- **SELECTED EXCERPT**:

Sometimes political discussions get so bogged down that people's views get set in stone. With advocates on both sides of a contentious issue preaching to the choir, the hope of actually persuading anyone diminishes as each side's talking points become more predictable. But sometimes the facts on the ground change in a way that alters a debate overnight.
The recent news that the promise of stem cell research can be pursued without using human embryos has permanently and dramatically changed the stem cell debate.
The starting point in the debate over embryonic stem cell research focuses on the status of the youngest of humans: Is it a person or a piece of property? But the prospect of exciting new research and medical treatments made this a very difficult question.
When I entered the United States Senate in 1996, I had no idea that I would eventually consider stem cell research as one of the most important policy issues in which I am involved. In fact, I do not think I had even heard of stem cells.
The isolation of embryonic stem cells by Dr. James Thomson in 1998 put the issue of stem cell research on the map. Although he never banned this research outright, President Bush limited federal funding for research to the embryonic stem cell lines that existed before August 2001, thus drawing a line at destroying human embryos created after that date. He supported legislation that I co-sponsored that would fund the banking of umbilical-cord blood, in addition to efforts to fund adult stem cell research and alternatives that would not destroy human embryos.
While President Bush stood firm, the issue of stem cell research appeared to be a political winner for Democrats and to pit the claims of science against strict ethical guidelines.

- **INFORMATION SHOWN**:
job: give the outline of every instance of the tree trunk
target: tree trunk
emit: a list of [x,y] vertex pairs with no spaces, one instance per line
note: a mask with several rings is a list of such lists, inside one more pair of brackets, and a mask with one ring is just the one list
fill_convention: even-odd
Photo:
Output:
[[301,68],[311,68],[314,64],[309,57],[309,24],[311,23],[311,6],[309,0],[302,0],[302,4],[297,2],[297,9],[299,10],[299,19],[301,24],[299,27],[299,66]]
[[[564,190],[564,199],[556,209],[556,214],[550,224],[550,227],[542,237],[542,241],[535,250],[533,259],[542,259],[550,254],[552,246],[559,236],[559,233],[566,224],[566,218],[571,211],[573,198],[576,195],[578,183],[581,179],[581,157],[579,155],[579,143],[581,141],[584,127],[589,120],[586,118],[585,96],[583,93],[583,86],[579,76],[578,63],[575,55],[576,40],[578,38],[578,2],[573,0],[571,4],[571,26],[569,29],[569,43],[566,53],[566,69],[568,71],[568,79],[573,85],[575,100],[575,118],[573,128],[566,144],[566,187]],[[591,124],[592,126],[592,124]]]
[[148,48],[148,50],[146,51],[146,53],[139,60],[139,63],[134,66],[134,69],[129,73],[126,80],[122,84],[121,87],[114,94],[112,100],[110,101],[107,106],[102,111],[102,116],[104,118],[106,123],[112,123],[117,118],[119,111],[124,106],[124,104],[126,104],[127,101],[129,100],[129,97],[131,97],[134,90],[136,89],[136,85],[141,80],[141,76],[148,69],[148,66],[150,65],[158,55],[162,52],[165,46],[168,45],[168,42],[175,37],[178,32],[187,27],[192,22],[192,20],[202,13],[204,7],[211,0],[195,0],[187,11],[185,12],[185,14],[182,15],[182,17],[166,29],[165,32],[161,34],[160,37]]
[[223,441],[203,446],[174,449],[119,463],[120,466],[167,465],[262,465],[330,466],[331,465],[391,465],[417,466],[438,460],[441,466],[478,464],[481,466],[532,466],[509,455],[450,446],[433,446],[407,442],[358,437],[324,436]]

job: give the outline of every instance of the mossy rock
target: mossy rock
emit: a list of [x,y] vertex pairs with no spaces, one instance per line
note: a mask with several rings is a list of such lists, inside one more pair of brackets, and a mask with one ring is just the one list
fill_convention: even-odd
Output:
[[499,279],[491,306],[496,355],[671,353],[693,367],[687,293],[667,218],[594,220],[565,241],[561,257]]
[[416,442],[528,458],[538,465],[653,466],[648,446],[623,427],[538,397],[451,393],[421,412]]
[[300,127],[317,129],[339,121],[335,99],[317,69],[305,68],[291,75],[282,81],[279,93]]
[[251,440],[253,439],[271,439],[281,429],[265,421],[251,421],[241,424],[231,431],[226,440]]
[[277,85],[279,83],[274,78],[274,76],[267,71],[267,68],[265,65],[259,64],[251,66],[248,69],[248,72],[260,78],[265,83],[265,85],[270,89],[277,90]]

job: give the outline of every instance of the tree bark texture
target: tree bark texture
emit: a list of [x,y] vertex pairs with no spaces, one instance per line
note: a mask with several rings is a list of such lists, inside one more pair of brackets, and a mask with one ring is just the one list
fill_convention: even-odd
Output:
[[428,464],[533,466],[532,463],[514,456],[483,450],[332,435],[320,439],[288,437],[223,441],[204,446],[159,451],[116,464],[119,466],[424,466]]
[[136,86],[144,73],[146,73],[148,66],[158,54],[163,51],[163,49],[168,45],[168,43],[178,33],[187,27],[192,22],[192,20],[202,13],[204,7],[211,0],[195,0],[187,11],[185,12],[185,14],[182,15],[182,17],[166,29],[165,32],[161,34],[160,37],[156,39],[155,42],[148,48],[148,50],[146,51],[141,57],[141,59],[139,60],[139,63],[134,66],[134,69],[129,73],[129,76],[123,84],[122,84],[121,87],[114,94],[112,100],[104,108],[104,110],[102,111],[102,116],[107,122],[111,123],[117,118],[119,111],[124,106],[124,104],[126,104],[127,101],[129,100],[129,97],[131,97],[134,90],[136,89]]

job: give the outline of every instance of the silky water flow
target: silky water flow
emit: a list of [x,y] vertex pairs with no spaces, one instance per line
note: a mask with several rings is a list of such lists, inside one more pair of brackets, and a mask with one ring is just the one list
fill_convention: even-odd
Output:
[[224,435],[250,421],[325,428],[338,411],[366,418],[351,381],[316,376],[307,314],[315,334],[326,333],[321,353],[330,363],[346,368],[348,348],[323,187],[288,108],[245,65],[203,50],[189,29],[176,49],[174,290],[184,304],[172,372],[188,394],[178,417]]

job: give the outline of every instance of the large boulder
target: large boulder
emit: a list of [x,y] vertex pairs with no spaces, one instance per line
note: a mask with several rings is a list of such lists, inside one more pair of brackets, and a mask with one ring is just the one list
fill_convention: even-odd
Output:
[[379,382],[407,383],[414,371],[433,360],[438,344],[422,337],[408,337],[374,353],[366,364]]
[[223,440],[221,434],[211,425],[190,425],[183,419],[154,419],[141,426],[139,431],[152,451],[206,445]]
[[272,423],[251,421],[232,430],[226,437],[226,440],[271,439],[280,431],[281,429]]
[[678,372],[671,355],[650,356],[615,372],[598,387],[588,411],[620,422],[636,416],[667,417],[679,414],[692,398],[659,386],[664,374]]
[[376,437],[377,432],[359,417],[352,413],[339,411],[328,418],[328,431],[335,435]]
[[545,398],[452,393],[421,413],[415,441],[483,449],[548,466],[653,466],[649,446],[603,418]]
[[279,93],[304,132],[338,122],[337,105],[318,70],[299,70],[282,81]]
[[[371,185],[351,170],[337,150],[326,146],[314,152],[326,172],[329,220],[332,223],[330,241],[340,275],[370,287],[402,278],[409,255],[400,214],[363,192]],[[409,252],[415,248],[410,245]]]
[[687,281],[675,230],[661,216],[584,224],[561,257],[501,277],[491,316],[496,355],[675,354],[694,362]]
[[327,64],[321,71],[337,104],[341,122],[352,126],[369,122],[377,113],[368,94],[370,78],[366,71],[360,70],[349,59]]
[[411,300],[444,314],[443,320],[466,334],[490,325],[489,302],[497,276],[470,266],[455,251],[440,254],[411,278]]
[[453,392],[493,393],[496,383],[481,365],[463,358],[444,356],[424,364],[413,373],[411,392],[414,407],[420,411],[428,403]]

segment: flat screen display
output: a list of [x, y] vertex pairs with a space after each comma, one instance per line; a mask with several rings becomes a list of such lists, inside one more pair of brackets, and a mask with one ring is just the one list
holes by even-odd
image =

- **TASK 1**: Name every year that the stem cell piece mentions.
- **TASK 2**: Rewrite everything in the stem cell piece from "When I entered" down to "destroy human embryos.", replacing "United States Senate" with "U.S. Senate".

- **YOUR RESPONSE 1**: 1996, 1998, 2001

- **YOUR RESPONSE 2**:
When I entered the U.S. Senate in 1996, I had no idea that I would eventually consider stem cell research as one of the most important policy issues in which I am involved. In fact, I do not think I had even heard of stem cells.
The isolation of embryonic stem cells by Dr. James Thomson in 1998 put the issue of stem cell research on the map. Although he never banned this research outright, President Bush limited federal funding for research to the embryonic stem cell lines that existed before August 2001, thus drawing a line at destroying human embryos created after that date. He supported legislation that I co-sponsored that would fund the banking of umbilical-cord blood, in addition to efforts to fund adult stem cell research and alternatives that would not destroy human embryos.